— start LISTED RECORDS —

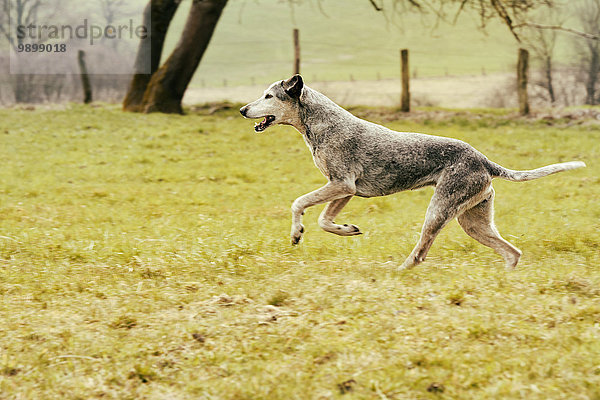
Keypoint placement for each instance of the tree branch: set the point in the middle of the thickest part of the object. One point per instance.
(558, 28)
(503, 14)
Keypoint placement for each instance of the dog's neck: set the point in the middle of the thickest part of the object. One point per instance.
(317, 116)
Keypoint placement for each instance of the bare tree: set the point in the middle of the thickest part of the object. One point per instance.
(164, 91)
(168, 85)
(19, 13)
(543, 42)
(588, 49)
(158, 15)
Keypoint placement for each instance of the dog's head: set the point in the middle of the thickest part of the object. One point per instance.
(278, 104)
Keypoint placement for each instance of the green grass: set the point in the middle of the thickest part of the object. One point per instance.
(147, 256)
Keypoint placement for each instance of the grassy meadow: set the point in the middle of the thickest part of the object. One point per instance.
(148, 257)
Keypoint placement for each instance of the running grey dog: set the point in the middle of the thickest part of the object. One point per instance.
(360, 158)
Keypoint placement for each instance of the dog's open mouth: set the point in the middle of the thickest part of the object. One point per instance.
(264, 124)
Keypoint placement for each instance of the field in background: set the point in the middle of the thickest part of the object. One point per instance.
(466, 91)
(253, 44)
(147, 256)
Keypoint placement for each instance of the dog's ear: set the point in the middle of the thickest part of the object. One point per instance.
(293, 86)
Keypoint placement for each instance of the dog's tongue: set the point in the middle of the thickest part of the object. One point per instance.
(260, 126)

— end LISTED RECORDS —

Reproduce the records above with "thickest part" replaced by "widest part" at every occurrence and everything else left unchanged. Omit the pictures from your answer.

Keypoint placement for each instance of the tree branch: set the point in the middle of the widest part of the object. One point per instance.
(558, 28)
(503, 14)
Keypoint placement for each instance of the dog's neck: set the point in the middle of the widest part of the object. One point per instance.
(317, 116)
Keypoint placement for each instance of the bare tree: set the point in the middle of the widest part of the object. One point per instance.
(164, 91)
(168, 85)
(19, 13)
(543, 42)
(588, 49)
(158, 15)
Keypoint placement for each instance of the dog's head: set the point in the middle of the widest part of the object. One point per instance.
(278, 104)
Keypoint placement for each instance of the green grass: set the point in the middle of the widest part of the object. One point per instance.
(147, 256)
Keypoint placement for each instance of the grassy meadow: set the point in the middle of the widest part of the object. One point per instance.
(148, 257)
Keypoint placement for each instance of the running grey dog: set the point in the middle of the widest part of the object. One point per instance.
(360, 158)
Keypoint placement for each instance of the dog's open mouth: set the point in the middle of the widest part of the object. One point per instance.
(264, 124)
Keypoint placement for each instance of the field in background: set the point in the middle of the widest part of the object. One point per instance.
(466, 91)
(253, 44)
(147, 256)
Keypoint placement for each instance of the dog's ear: set the point in the middle of the widest part of the object. One point per instance.
(293, 86)
Keypoint placement for each instance of the dog's tongue: set the point in the middle of the widest part of the object. One point per instance.
(260, 126)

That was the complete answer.